Every record that follows must be duplicated exactly, with images left out.

### Extracted information

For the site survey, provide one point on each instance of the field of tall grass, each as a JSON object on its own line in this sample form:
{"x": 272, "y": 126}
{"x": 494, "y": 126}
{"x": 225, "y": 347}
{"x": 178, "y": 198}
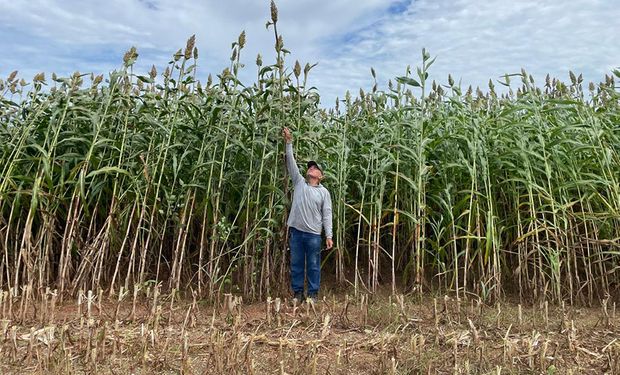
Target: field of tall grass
{"x": 123, "y": 181}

######

> _Solution below_
For the site survey, provide one point on each instance of the field of tall grass, each as a JSON object on its own line in this sample form:
{"x": 272, "y": 126}
{"x": 494, "y": 126}
{"x": 225, "y": 347}
{"x": 178, "y": 198}
Target: field of tall grass
{"x": 123, "y": 181}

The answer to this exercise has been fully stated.